THE EXERCISE
Please give the lines of the items below as a JSON list of strings, one string per line and no blank lines. Begin at the line that has "Phrase: boat antenna" and stop at the end of the items, including both ends.

== DATA SHOWN ==

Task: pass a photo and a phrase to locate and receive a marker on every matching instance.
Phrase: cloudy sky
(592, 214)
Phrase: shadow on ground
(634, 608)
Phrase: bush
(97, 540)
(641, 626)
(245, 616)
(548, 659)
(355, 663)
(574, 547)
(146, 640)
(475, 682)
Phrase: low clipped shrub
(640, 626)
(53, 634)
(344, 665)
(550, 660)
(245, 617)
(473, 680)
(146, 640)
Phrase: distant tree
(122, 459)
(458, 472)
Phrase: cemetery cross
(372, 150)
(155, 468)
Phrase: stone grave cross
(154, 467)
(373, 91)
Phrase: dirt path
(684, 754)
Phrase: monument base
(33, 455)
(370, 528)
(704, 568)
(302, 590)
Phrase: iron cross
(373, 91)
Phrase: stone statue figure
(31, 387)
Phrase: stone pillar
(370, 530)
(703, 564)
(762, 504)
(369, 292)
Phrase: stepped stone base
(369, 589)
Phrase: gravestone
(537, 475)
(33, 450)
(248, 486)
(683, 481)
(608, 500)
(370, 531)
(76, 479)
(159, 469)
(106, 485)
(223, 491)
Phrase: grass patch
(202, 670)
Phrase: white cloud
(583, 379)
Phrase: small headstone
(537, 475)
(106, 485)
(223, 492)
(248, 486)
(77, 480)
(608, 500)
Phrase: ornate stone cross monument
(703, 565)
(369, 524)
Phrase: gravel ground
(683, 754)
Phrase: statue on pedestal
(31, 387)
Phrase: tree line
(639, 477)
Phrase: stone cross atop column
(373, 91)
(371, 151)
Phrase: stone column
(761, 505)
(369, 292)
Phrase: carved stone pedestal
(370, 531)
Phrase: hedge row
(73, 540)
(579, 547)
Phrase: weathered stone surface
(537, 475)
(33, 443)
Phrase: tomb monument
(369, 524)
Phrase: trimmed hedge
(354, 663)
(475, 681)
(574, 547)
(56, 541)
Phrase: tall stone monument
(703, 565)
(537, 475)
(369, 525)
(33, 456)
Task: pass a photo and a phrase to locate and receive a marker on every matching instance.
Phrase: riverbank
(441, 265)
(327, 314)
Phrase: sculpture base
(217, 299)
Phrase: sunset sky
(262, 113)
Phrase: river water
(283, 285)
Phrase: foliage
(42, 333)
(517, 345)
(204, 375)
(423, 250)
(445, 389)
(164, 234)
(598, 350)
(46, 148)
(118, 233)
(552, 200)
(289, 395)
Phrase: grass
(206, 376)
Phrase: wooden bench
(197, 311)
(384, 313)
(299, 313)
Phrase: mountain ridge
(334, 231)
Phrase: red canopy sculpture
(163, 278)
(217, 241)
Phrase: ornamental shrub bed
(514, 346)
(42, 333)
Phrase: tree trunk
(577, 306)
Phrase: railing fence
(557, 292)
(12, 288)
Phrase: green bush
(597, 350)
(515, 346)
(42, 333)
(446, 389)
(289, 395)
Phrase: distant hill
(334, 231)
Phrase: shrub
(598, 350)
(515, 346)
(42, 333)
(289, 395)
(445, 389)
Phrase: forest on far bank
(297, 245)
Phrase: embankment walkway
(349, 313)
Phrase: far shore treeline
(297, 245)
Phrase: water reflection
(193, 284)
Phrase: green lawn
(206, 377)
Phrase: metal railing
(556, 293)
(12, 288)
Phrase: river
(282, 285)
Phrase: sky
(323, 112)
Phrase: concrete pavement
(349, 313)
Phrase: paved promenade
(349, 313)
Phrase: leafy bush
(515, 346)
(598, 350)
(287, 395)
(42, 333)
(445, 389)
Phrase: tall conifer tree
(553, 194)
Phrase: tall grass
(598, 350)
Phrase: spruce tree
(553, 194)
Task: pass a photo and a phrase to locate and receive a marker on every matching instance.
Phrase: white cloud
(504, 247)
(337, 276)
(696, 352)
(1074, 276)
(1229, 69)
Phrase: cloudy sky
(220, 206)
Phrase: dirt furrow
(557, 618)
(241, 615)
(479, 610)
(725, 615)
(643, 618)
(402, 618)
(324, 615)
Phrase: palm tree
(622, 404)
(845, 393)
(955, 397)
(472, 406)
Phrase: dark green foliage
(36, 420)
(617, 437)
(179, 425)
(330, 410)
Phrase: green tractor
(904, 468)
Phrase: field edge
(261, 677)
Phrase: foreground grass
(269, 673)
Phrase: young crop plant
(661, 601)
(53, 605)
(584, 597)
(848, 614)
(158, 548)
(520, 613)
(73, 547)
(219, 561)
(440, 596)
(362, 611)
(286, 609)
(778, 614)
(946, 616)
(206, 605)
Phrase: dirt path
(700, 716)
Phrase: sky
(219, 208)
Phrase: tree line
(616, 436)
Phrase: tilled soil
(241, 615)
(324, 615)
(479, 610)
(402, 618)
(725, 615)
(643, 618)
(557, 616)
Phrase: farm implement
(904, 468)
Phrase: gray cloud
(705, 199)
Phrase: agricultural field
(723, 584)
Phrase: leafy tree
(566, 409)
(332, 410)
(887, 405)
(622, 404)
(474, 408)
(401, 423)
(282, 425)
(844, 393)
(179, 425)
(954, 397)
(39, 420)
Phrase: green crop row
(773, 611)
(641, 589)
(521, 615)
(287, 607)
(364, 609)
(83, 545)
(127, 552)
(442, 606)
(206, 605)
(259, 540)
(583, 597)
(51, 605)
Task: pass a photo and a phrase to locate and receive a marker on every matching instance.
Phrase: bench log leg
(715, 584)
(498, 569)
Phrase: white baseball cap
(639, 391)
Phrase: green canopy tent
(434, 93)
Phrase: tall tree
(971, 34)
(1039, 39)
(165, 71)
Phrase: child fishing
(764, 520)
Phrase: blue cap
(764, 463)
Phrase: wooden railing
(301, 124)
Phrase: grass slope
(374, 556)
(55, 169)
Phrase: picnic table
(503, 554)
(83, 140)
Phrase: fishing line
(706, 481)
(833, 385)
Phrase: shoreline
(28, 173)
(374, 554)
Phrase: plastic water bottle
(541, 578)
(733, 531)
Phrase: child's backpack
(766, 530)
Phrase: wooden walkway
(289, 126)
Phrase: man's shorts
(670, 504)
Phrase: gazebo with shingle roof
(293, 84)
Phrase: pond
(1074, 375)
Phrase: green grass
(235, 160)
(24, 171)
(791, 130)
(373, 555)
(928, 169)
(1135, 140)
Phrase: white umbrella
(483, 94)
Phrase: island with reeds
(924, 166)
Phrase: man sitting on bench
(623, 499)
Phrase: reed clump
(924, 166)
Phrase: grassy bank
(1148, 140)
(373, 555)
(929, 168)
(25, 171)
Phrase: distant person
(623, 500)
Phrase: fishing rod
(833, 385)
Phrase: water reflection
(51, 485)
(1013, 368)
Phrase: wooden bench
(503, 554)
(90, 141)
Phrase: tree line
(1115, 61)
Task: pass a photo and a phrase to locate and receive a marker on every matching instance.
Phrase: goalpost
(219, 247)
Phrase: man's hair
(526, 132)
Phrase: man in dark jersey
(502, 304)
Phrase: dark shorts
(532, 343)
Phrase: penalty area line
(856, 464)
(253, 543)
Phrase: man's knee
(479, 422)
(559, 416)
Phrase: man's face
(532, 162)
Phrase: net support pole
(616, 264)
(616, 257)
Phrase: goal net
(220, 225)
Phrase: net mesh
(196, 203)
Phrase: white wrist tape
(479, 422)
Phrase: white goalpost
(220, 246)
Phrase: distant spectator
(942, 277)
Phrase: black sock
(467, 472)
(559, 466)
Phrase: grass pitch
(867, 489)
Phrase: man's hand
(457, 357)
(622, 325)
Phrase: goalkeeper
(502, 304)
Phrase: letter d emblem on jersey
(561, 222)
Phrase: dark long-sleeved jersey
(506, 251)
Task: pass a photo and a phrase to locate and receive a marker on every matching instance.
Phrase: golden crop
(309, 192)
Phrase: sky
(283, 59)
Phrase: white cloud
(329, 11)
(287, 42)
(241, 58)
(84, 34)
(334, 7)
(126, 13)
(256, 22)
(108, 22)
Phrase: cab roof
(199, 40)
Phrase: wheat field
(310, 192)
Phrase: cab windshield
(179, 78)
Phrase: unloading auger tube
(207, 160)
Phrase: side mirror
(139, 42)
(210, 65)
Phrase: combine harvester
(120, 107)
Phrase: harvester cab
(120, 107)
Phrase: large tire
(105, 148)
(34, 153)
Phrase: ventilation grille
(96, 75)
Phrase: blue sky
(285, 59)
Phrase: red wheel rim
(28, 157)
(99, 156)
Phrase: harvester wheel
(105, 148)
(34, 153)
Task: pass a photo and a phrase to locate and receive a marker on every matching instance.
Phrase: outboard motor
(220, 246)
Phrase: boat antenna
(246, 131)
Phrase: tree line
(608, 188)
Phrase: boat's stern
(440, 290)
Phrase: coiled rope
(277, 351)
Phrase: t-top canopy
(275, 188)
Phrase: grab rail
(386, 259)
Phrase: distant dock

===

SOLUTION
[
  "Phrase: boat antenna",
  "(246, 131)",
  "Phrase: tree line",
  "(608, 188)",
  "Phrase: boat's stern",
  "(440, 290)",
  "Phrase: coiled rope",
  "(277, 351)",
  "Phrase: t-top canopy",
  "(275, 188)",
  "Phrase: grab rail",
  "(386, 259)",
  "Phrase: distant dock"
]